ARTÍCULO -
Hemos tenido la suerte de conocer a una
mujer menuda y sencilla, con arraigos muy fuertes de su tierra de nacimiento y
con ansias de aprender todo lo que la cultura pudiera darle.
Su mano atrevida trazaba signos en el
papel, donde iba volcando todo lo que su gran corazón sentía por las cosas más
cotidianas, recuerdos de niñez y experiencias y avatares que la vida le había
deparado, y tenía la magia de construir unos versos con sabor de pueblo y
naturaleza viva, a la par de análisis directos, con su gracia innata para expresar
sentimientos y cualidades del ser humano. Sus versos tenían sonrisas para
nuestros oídos, eran limpios de dobleces y no manchaban la pureza de las
personas. No eran rimbombantes porque no lo necesitaban.

ENUNCIADO 1 - ¿Con qué dos adjetivos describe el artículo a la mujer al presentarla?
ENUNCIADO 2 - Repite del artículo todo lo que va desde "Hemos tenido la" hasta "cultura pudiera darle.".
ENUNCIADO 3 - Enumera las cuatro cosas que, en sus dos últimas oraciones, el artículo dice de los versos de la mujer.

REGISTROS -
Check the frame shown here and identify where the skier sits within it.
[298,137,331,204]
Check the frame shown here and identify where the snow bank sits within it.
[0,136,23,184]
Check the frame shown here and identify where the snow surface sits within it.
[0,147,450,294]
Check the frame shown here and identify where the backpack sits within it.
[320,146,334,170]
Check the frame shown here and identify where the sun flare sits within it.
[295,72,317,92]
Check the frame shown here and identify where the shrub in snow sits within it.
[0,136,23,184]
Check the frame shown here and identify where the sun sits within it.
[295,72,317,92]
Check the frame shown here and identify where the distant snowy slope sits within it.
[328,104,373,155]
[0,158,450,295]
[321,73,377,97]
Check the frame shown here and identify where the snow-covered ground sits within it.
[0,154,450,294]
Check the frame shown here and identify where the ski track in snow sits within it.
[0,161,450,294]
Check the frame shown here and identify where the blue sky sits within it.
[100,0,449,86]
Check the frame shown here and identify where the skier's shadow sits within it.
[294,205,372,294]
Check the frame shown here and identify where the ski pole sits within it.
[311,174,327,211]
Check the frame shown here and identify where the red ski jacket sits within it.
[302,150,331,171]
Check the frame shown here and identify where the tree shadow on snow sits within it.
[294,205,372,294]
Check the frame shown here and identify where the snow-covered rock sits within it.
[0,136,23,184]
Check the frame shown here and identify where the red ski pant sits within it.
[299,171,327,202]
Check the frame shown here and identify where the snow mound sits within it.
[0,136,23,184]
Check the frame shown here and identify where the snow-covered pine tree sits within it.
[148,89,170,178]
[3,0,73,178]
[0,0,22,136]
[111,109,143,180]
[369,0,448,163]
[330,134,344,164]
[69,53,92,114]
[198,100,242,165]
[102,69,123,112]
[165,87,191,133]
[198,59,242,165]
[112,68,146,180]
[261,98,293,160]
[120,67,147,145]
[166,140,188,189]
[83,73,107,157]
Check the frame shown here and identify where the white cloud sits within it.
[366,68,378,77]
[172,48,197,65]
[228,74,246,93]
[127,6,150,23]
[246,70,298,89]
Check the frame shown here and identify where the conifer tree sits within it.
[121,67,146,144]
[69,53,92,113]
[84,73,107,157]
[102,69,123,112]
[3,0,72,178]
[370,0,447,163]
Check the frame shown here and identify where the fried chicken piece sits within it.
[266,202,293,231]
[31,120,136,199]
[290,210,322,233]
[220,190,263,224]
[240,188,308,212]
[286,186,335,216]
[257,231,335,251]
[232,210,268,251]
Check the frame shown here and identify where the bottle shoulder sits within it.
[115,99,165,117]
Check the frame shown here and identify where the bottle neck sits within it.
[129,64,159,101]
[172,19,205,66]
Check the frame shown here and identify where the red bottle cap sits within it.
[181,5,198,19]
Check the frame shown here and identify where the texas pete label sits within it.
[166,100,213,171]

RESPUESTA ESPERADA 1 - Menuda y sencilla.

RESPUESTA ESPERADA 2 -
Hemos tenido la suerte de conocer a una
mujer menuda y sencilla, con arraigos muy fuertes de su tierra de nacimiento y
con ansias de aprender todo lo que la cultura pudiera darle.

RESPUESTA ESPERADA 3 -
- Tenían sonrisas para nuestros oídos.
- Eran limpios de dobleces.
- No manchaban la pureza de las personas.
- No eran rimbombantes porque no lo necesitaban.